Listed entries START
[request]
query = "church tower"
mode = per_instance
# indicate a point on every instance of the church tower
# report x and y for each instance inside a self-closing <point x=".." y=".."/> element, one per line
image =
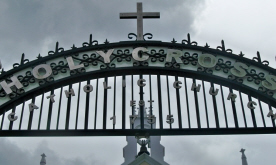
<point x="244" y="161"/>
<point x="43" y="160"/>
<point x="157" y="150"/>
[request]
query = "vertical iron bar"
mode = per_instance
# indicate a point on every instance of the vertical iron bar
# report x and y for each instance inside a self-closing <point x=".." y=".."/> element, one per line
<point x="114" y="100"/>
<point x="178" y="106"/>
<point x="105" y="104"/>
<point x="31" y="115"/>
<point x="50" y="111"/>
<point x="187" y="103"/>
<point x="11" y="122"/>
<point x="141" y="107"/>
<point x="132" y="97"/>
<point x="59" y="106"/>
<point x="68" y="109"/>
<point x="205" y="104"/>
<point x="124" y="104"/>
<point x="151" y="125"/>
<point x="196" y="105"/>
<point x="262" y="113"/>
<point x="78" y="107"/>
<point x="22" y="112"/>
<point x="40" y="112"/>
<point x="244" y="118"/>
<point x="234" y="111"/>
<point x="160" y="101"/>
<point x="169" y="100"/>
<point x="224" y="109"/>
<point x="252" y="113"/>
<point x="272" y="120"/>
<point x="87" y="108"/>
<point x="96" y="104"/>
<point x="215" y="107"/>
<point x="2" y="122"/>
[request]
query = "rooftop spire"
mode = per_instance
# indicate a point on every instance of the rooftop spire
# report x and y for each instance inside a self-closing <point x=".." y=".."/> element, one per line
<point x="244" y="161"/>
<point x="143" y="148"/>
<point x="43" y="160"/>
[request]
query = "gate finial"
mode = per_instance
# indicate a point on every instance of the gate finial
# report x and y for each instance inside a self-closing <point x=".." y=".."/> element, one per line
<point x="244" y="161"/>
<point x="43" y="160"/>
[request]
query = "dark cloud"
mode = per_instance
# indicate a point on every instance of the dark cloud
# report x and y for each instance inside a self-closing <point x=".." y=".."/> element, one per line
<point x="33" y="27"/>
<point x="11" y="154"/>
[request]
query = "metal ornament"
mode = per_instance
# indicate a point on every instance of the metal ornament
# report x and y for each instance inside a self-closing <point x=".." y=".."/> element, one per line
<point x="194" y="87"/>
<point x="88" y="88"/>
<point x="139" y="15"/>
<point x="170" y="119"/>
<point x="12" y="118"/>
<point x="71" y="93"/>
<point x="14" y="82"/>
<point x="176" y="84"/>
<point x="232" y="96"/>
<point x="250" y="104"/>
<point x="42" y="71"/>
<point x="139" y="55"/>
<point x="51" y="97"/>
<point x="32" y="107"/>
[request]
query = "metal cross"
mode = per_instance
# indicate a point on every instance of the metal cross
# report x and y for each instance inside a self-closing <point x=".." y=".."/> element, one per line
<point x="139" y="15"/>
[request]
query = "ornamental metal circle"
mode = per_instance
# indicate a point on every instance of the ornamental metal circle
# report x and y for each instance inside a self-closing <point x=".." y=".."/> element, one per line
<point x="137" y="88"/>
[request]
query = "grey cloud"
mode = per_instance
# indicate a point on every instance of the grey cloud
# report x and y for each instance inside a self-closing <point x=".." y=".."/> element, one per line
<point x="33" y="27"/>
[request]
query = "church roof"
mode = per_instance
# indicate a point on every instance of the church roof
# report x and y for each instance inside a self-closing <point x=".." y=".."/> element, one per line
<point x="144" y="159"/>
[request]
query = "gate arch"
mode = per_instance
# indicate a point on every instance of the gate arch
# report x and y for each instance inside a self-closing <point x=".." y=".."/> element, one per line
<point x="182" y="65"/>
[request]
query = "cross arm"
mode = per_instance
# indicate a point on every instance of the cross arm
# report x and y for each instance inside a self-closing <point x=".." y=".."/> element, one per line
<point x="128" y="15"/>
<point x="151" y="15"/>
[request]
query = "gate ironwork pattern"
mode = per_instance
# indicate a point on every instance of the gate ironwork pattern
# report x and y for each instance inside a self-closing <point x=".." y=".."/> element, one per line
<point x="101" y="89"/>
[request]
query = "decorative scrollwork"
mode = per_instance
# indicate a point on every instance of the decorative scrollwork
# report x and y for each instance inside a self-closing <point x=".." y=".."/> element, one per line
<point x="132" y="34"/>
<point x="57" y="50"/>
<point x="266" y="91"/>
<point x="187" y="58"/>
<point x="77" y="71"/>
<point x="61" y="67"/>
<point x="224" y="66"/>
<point x="172" y="64"/>
<point x="2" y="93"/>
<point x="140" y="63"/>
<point x="157" y="56"/>
<point x="252" y="75"/>
<point x="259" y="60"/>
<point x="23" y="61"/>
<point x="173" y="41"/>
<point x="27" y="79"/>
<point x="188" y="41"/>
<point x="234" y="78"/>
<point x="121" y="56"/>
<point x="46" y="80"/>
<point x="91" y="42"/>
<point x="205" y="70"/>
<point x="16" y="92"/>
<point x="148" y="35"/>
<point x="107" y="66"/>
<point x="222" y="48"/>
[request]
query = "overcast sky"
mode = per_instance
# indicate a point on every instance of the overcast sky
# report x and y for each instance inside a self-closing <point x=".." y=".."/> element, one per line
<point x="34" y="26"/>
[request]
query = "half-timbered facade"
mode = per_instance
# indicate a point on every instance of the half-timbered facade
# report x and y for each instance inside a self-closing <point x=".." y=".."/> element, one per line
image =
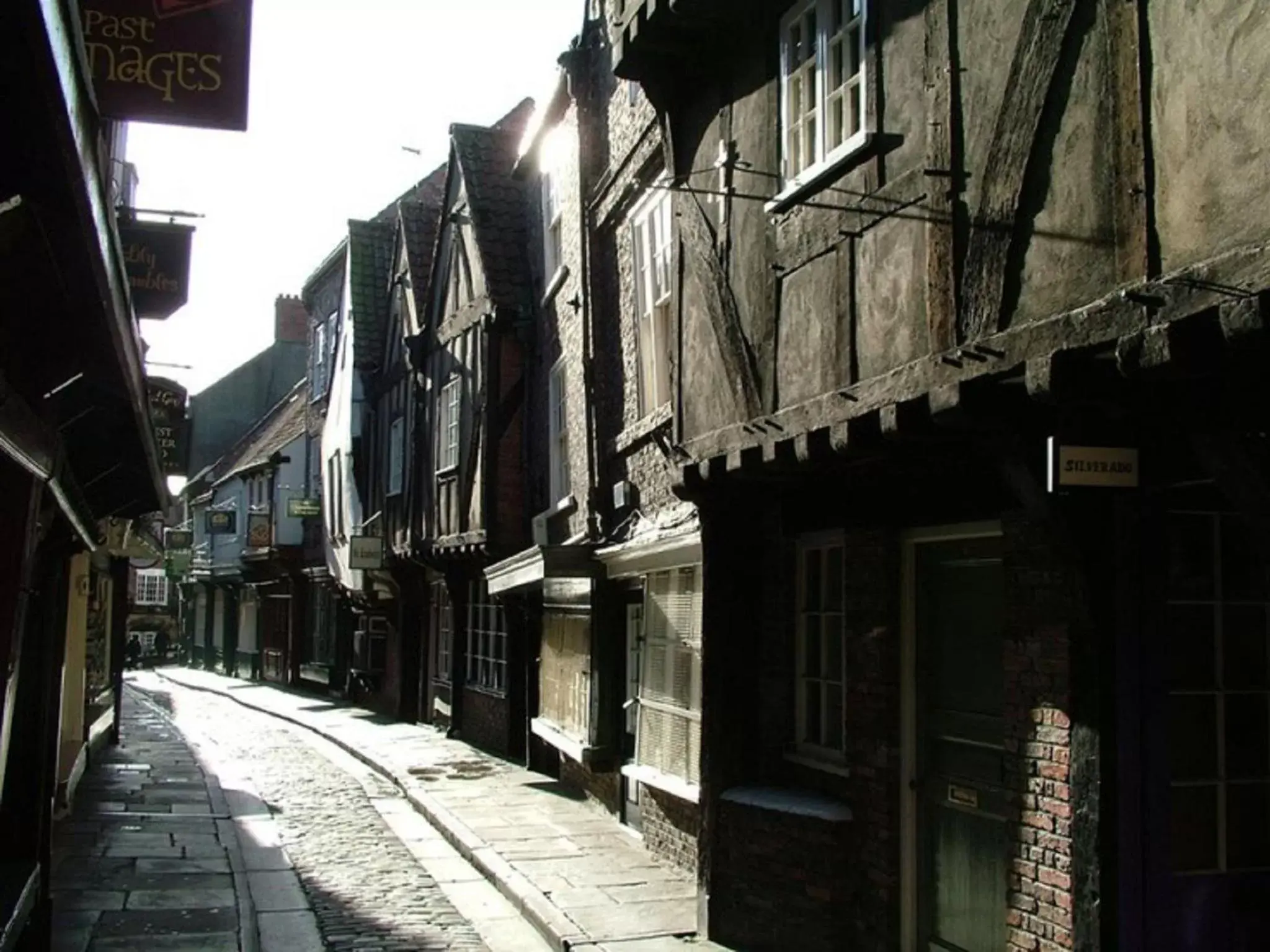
<point x="478" y="327"/>
<point x="968" y="304"/>
<point x="393" y="640"/>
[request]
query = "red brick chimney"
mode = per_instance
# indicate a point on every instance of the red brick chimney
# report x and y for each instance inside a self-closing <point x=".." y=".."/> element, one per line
<point x="290" y="320"/>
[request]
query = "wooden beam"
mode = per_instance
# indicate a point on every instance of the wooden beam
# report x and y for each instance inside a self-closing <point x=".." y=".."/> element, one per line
<point x="723" y="309"/>
<point x="1126" y="88"/>
<point x="1099" y="324"/>
<point x="940" y="260"/>
<point x="1242" y="319"/>
<point x="1014" y="140"/>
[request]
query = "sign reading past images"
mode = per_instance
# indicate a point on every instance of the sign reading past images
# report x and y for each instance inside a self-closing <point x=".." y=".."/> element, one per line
<point x="168" y="418"/>
<point x="1096" y="466"/>
<point x="179" y="63"/>
<point x="366" y="552"/>
<point x="156" y="257"/>
<point x="221" y="522"/>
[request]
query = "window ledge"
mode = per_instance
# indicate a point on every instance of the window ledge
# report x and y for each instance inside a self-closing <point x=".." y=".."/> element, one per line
<point x="797" y="803"/>
<point x="817" y="763"/>
<point x="554" y="286"/>
<point x="572" y="748"/>
<point x="642" y="428"/>
<point x="487" y="692"/>
<point x="665" y="782"/>
<point x="814" y="178"/>
<point x="566" y="506"/>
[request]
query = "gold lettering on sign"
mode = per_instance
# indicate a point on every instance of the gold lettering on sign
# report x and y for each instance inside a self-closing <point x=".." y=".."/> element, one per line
<point x="166" y="73"/>
<point x="153" y="280"/>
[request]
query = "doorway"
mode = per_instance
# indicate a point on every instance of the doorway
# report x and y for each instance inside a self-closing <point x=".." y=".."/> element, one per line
<point x="956" y="801"/>
<point x="631" y="815"/>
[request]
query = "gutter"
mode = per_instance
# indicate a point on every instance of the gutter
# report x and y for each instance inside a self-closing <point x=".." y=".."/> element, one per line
<point x="25" y="439"/>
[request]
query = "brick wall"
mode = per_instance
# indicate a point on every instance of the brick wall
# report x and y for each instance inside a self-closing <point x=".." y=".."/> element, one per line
<point x="1042" y="602"/>
<point x="602" y="787"/>
<point x="486" y="721"/>
<point x="785" y="881"/>
<point x="671" y="828"/>
<point x="751" y="904"/>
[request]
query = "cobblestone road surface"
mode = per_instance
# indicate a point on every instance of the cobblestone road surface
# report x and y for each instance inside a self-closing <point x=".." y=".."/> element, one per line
<point x="367" y="890"/>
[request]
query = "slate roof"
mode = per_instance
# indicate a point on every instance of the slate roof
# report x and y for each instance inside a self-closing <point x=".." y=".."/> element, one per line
<point x="497" y="202"/>
<point x="370" y="266"/>
<point x="283" y="425"/>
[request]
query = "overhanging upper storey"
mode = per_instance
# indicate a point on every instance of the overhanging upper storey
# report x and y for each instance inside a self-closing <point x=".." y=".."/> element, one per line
<point x="654" y="37"/>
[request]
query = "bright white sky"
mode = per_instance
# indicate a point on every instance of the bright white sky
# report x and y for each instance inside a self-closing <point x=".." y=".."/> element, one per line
<point x="338" y="87"/>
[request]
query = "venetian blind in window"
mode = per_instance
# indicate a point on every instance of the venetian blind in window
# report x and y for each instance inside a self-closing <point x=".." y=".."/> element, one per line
<point x="670" y="701"/>
<point x="564" y="673"/>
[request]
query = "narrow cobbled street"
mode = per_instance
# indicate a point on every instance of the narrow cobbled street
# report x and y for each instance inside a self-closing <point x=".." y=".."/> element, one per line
<point x="304" y="811"/>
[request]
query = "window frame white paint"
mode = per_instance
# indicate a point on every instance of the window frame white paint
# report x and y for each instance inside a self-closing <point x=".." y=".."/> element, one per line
<point x="487" y="645"/>
<point x="553" y="213"/>
<point x="450" y="426"/>
<point x="817" y="69"/>
<point x="148" y="594"/>
<point x="397" y="457"/>
<point x="558" y="426"/>
<point x="652" y="232"/>
<point x="821" y="542"/>
<point x="678" y="648"/>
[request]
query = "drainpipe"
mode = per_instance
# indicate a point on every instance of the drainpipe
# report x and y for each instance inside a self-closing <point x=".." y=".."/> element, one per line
<point x="588" y="376"/>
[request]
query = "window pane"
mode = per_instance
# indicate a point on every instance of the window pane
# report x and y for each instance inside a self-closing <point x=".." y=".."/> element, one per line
<point x="1191" y="557"/>
<point x="1192" y="646"/>
<point x="832" y="635"/>
<point x="1248" y="736"/>
<point x="833" y="579"/>
<point x="1244" y="646"/>
<point x="1248" y="826"/>
<point x="1193" y="736"/>
<point x="812" y="645"/>
<point x="1242" y="571"/>
<point x="812" y="712"/>
<point x="1193" y="828"/>
<point x="812" y="579"/>
<point x="833" y="716"/>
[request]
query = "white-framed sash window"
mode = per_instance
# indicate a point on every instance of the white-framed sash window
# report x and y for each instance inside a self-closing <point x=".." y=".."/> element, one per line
<point x="652" y="240"/>
<point x="821" y="666"/>
<point x="822" y="86"/>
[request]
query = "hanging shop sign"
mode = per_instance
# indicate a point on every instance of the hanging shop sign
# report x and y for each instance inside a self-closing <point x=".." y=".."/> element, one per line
<point x="366" y="552"/>
<point x="168" y="418"/>
<point x="300" y="508"/>
<point x="156" y="257"/>
<point x="221" y="522"/>
<point x="179" y="63"/>
<point x="259" y="531"/>
<point x="177" y="564"/>
<point x="1114" y="467"/>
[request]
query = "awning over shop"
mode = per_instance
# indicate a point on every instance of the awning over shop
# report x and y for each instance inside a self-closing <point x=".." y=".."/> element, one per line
<point x="534" y="565"/>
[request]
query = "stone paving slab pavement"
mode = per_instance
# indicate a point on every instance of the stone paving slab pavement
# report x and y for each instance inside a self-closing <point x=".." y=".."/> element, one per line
<point x="564" y="865"/>
<point x="130" y="874"/>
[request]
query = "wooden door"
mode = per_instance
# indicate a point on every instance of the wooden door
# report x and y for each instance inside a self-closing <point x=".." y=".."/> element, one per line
<point x="961" y="747"/>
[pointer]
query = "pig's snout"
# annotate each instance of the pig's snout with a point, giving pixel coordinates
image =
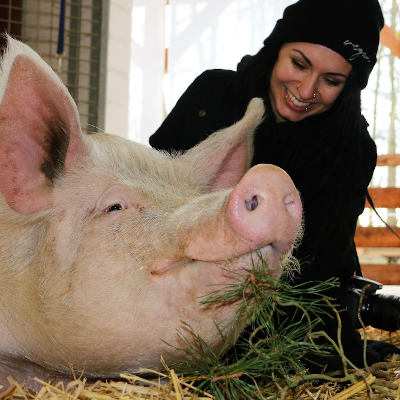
(265, 208)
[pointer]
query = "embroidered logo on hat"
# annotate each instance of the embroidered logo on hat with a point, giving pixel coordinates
(358, 51)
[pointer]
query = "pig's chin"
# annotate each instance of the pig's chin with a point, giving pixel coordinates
(268, 256)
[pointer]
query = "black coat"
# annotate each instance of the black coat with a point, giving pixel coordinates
(332, 179)
(330, 157)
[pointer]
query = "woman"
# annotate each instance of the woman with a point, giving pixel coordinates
(310, 73)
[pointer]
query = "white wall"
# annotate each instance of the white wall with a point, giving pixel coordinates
(116, 119)
(200, 34)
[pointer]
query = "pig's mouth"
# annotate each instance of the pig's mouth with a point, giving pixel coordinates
(273, 256)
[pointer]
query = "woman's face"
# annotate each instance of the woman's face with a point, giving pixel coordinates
(306, 80)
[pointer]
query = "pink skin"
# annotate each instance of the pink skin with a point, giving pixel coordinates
(110, 244)
(306, 80)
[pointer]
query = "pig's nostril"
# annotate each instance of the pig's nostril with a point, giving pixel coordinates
(289, 199)
(252, 204)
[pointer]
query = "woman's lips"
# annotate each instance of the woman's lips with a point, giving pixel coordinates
(297, 105)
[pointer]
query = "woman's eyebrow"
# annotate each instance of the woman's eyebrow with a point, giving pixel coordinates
(309, 63)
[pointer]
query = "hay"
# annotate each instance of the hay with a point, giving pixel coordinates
(380, 381)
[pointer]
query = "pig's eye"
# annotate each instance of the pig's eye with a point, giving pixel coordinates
(114, 207)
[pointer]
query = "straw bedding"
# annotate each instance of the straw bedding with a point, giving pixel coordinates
(380, 381)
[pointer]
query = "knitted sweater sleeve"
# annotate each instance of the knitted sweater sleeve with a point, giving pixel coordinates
(198, 112)
(328, 248)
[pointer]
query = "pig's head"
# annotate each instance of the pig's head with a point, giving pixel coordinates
(107, 245)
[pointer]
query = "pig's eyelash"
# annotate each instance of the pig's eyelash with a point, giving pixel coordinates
(114, 208)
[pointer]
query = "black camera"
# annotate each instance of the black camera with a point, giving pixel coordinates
(373, 309)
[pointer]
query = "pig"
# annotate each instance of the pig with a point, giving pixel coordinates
(106, 245)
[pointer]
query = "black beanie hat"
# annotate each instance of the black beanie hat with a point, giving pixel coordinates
(349, 27)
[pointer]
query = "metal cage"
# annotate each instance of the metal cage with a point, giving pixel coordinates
(70, 36)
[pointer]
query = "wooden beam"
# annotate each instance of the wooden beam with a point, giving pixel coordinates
(384, 197)
(391, 39)
(376, 237)
(387, 274)
(388, 160)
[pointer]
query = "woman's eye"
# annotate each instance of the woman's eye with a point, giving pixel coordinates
(113, 208)
(298, 64)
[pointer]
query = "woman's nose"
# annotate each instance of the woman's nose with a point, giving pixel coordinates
(308, 87)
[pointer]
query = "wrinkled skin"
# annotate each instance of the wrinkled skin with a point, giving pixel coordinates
(106, 245)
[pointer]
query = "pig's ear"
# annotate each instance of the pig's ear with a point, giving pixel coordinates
(222, 159)
(40, 135)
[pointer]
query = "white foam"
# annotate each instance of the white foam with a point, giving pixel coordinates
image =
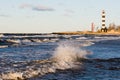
(64, 57)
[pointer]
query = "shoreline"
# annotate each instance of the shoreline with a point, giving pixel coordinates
(67, 33)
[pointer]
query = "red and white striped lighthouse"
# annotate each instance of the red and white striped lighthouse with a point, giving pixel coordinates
(103, 22)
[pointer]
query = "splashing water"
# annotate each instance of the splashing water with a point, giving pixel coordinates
(64, 57)
(67, 53)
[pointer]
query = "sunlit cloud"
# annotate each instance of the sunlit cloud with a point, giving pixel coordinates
(69, 11)
(37, 8)
(3, 15)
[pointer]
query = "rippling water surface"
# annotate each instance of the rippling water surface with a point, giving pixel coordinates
(60, 57)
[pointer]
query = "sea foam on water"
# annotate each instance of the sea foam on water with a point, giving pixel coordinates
(64, 57)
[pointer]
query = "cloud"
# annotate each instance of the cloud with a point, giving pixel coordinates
(3, 15)
(25, 6)
(37, 8)
(69, 11)
(43, 8)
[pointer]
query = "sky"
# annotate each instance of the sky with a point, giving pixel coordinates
(46, 16)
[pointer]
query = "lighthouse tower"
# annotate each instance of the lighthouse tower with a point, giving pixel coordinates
(103, 29)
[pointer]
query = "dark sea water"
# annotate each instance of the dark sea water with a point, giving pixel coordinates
(59, 57)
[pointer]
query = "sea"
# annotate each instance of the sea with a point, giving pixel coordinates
(59, 57)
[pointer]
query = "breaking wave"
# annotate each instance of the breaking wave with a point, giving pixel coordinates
(64, 57)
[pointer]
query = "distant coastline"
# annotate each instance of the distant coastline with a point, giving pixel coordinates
(67, 33)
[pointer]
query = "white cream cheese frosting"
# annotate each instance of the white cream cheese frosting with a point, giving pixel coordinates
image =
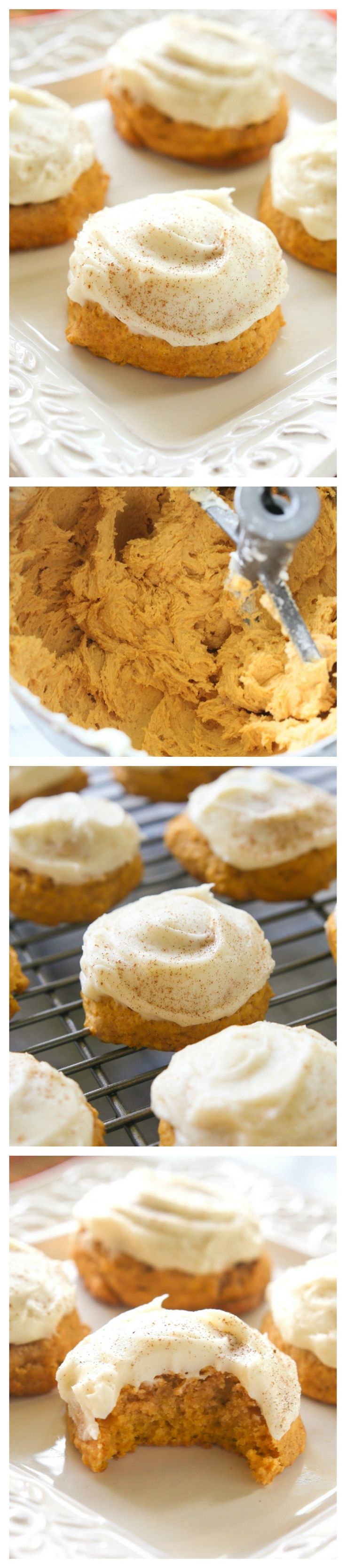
(196, 71)
(49, 146)
(71, 838)
(171, 1222)
(152, 1341)
(46, 1109)
(185, 267)
(304, 1307)
(176, 956)
(304, 179)
(24, 783)
(259, 817)
(39, 1294)
(259, 1084)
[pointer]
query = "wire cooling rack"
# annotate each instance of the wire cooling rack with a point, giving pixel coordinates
(117, 1079)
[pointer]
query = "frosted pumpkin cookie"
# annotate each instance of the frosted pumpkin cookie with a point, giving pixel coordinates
(299, 198)
(262, 1084)
(44, 1324)
(164, 783)
(49, 1109)
(18, 980)
(179, 283)
(193, 1241)
(166, 968)
(259, 835)
(331, 932)
(27, 783)
(179, 1377)
(55, 179)
(71, 858)
(303, 1322)
(195, 88)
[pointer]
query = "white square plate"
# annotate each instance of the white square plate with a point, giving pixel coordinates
(173, 1503)
(74, 415)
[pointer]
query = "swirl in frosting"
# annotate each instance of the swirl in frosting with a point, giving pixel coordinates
(259, 817)
(174, 1222)
(185, 267)
(176, 956)
(49, 146)
(71, 838)
(259, 1084)
(39, 1294)
(152, 1341)
(304, 1307)
(304, 179)
(46, 1109)
(196, 71)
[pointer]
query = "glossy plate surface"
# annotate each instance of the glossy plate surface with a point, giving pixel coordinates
(79, 416)
(170, 1503)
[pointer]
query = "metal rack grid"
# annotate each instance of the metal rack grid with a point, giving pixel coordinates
(117, 1079)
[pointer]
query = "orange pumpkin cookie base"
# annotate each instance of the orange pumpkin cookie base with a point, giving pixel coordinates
(123, 1026)
(297, 878)
(145, 126)
(317, 1380)
(105, 336)
(33, 1368)
(54, 222)
(18, 980)
(126, 1282)
(293, 237)
(33, 897)
(181, 1412)
(165, 783)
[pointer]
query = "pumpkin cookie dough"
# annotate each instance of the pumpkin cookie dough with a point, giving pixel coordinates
(303, 1322)
(123, 615)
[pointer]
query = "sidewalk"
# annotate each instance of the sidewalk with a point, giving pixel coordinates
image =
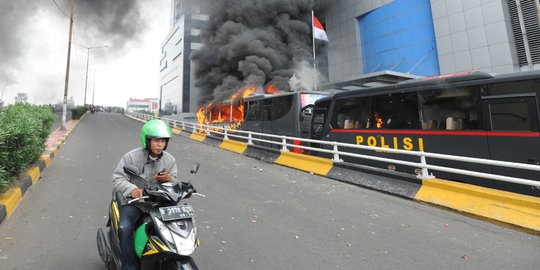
Listed entries END
Directions for this task — Starting at the first line of the material, output exactly the lines up to and including the one with "# indicate a point on every instance of the rooftop". Do not include the pictures.

Answer box —
[request]
query = "church tower"
mode = per_instance
# indicate a point on every instance of the church tower
# report x and y for each instance inside a self-closing <point x=".." y=".."/> element, one per line
image =
<point x="244" y="161"/>
<point x="43" y="160"/>
<point x="157" y="150"/>
[request]
query = "vertical iron bar"
mode = per_instance
# indicate a point on every instance of the vertical iron bar
# report x and y for each instance inside a self-closing <point x=".." y=".."/> element, one per line
<point x="114" y="100"/>
<point x="178" y="106"/>
<point x="105" y="104"/>
<point x="31" y="115"/>
<point x="50" y="111"/>
<point x="187" y="103"/>
<point x="11" y="122"/>
<point x="141" y="107"/>
<point x="132" y="97"/>
<point x="59" y="106"/>
<point x="68" y="109"/>
<point x="205" y="104"/>
<point x="124" y="104"/>
<point x="151" y="125"/>
<point x="196" y="105"/>
<point x="262" y="113"/>
<point x="78" y="107"/>
<point x="22" y="112"/>
<point x="40" y="112"/>
<point x="244" y="118"/>
<point x="234" y="111"/>
<point x="160" y="101"/>
<point x="169" y="100"/>
<point x="224" y="109"/>
<point x="252" y="113"/>
<point x="272" y="120"/>
<point x="87" y="108"/>
<point x="96" y="104"/>
<point x="215" y="107"/>
<point x="2" y="122"/>
[request]
query = "rooftop spire"
mode = per_instance
# indicate a point on every instance of the rooftop spire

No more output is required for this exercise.